====== Page excerpt ======
Your Marital Property

The assets that you and your spouse acquired over the course of your marriage are considered marital property (in legal terms). Things like who made the purchase or whose name is on the lease have no bearing on this classification. Your marital property must be divided equitably, which means fairly rather than necessarily equally, in the event of a divorce. Fairly in this context means a fair division of property in relation to the circumstances involved. Because when you file does not affect the equitable nature of your property division, it is not likely to have any effect on its outcome. 

Your Separate Property

Any property you bring into your marriage and keep separate during your marriage will remain your own separate property, but there are myriad complications that can disrupt this equation. All told, the division of marital property has the potential to be the most contentious component of nearly every divorce. 

The Factors at Play

Those factors that can affect the equitable division of your marital property in an Ohio divorce include (as applicable):

  • The length of your marriage
  • You and your divorcing spouse’s separate assets and liabilities
  • Whether or not the primary custodial parent would benefit from remaining in the family home with the children
  • How liquid your assets are 
  • The tax implications of the property division for both of you
  • The cost of the necessary sale of any properties (such as your family home)
====== Listed records ======
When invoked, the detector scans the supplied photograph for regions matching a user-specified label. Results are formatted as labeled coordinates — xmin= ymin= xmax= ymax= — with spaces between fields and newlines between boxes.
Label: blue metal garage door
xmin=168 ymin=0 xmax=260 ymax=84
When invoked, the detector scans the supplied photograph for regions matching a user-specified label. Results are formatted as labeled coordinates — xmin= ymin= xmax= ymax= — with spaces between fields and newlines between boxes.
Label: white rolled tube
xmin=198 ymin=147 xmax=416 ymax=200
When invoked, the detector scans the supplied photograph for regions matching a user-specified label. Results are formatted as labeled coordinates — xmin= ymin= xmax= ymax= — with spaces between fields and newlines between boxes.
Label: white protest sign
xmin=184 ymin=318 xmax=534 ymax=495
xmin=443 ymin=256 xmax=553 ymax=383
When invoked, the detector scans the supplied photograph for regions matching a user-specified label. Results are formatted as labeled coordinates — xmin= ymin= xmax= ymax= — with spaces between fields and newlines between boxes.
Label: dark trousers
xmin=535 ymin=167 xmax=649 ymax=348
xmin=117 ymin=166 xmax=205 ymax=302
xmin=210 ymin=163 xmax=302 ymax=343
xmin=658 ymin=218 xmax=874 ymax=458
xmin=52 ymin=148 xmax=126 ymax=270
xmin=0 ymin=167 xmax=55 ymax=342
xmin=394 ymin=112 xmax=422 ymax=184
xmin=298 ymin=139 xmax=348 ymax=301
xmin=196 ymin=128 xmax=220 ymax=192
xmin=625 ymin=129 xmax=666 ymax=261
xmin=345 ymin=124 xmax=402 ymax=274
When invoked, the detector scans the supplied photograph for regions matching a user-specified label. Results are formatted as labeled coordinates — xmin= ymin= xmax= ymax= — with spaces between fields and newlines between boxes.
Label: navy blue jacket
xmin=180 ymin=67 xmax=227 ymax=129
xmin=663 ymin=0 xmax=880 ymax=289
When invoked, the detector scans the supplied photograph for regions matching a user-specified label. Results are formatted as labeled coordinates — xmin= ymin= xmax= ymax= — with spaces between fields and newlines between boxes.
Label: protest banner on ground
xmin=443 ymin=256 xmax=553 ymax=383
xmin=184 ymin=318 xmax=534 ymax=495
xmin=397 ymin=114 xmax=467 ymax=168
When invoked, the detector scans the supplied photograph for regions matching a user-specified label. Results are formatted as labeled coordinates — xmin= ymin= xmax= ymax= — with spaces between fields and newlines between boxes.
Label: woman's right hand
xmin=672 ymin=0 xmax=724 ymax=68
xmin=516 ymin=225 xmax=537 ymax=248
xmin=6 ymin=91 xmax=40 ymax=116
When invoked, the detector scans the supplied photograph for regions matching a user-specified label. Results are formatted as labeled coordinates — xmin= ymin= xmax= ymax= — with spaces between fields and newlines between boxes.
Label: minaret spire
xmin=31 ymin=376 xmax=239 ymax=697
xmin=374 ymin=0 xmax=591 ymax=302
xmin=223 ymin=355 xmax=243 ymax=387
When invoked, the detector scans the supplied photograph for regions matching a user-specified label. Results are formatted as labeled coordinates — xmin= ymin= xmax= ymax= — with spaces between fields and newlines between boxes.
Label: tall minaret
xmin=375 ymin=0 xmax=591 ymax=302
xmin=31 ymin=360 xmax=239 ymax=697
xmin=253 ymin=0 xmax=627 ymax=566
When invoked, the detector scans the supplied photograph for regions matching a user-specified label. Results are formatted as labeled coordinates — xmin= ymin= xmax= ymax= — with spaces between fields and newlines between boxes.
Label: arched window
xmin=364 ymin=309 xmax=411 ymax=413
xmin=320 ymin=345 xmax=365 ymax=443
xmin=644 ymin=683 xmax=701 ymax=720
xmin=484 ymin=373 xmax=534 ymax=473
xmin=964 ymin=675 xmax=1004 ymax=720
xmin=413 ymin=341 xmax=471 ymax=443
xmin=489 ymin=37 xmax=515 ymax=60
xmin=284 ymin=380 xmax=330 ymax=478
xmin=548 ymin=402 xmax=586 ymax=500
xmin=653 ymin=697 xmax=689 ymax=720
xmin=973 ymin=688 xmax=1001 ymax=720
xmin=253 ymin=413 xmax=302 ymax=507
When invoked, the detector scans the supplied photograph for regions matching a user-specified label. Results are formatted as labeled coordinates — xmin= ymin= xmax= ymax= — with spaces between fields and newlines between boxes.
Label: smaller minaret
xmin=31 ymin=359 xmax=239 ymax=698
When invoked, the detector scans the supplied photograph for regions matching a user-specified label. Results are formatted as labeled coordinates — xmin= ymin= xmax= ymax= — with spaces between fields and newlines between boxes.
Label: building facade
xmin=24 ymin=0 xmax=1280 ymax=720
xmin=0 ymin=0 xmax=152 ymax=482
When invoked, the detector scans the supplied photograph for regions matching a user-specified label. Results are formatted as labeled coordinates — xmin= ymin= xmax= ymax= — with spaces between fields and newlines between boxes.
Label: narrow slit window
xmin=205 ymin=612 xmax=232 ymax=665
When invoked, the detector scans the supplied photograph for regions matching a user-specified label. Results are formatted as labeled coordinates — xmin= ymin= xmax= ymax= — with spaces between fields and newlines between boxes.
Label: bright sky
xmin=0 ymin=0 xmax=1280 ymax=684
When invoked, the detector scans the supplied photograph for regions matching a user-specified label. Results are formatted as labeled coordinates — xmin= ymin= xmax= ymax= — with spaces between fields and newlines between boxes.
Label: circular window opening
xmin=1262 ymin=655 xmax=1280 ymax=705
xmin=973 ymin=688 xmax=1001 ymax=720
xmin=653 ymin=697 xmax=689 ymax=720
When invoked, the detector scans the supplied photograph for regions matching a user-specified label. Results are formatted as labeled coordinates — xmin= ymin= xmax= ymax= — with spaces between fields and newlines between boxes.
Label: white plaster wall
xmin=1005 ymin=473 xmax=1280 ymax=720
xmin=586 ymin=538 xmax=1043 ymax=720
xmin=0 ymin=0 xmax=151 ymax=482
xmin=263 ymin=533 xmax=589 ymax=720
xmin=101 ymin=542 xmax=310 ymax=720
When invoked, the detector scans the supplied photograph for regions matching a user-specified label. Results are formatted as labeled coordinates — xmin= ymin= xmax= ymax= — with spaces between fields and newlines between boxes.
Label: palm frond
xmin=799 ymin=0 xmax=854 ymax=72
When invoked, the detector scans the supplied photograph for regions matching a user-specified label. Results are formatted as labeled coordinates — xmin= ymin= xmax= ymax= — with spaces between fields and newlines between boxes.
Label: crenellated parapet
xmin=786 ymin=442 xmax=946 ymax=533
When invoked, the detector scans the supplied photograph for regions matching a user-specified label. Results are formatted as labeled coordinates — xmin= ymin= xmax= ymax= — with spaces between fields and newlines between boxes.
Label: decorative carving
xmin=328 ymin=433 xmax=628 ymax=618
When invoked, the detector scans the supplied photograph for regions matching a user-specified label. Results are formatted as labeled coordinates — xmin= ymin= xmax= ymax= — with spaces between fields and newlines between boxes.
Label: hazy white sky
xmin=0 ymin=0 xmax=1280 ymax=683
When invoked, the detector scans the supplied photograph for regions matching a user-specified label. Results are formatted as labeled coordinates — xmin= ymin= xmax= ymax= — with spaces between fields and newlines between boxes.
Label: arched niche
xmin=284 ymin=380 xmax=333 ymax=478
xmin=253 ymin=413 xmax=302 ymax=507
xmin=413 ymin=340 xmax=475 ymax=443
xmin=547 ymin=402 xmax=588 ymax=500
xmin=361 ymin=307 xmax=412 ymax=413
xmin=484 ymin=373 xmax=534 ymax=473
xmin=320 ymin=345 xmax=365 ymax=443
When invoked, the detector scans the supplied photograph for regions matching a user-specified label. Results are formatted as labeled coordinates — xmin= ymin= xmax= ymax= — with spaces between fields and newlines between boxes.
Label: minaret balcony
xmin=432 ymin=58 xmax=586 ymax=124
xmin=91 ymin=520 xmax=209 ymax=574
======
## Task set
a. In the page excerpt on dividing property in a divorce, why is the timing of a divorce filing unlikely to affect how the property is divided? Answer in one to three sentences.
b. Reproduce word for word the part of the page excerpt on marital property starting at "The assets that" and ending at "on its outcome.".

## List of solutions
a. When a person files does not change the equitable nature of the property division. That standard requires marital property to be divided fairly in relation to the circumstances involved. Because that standard stays the same whenever the filing occurs, the timing is unlikely to affect the outcome.

b.
The assets that you and your spouse acquired over the course of your marriage are considered marital property (in legal terms). Things like who made the purchase or whose name is on the lease have no bearing on this classification. Your marital property must be divided equitably, which means fairly rather than necessarily equally, in the event of a divorce. Fairly in this context means a fair division of property in relation to the circumstances involved. Because when you file does not affect the equitable nature of your property division, it is not likely to have any effect on its outcome.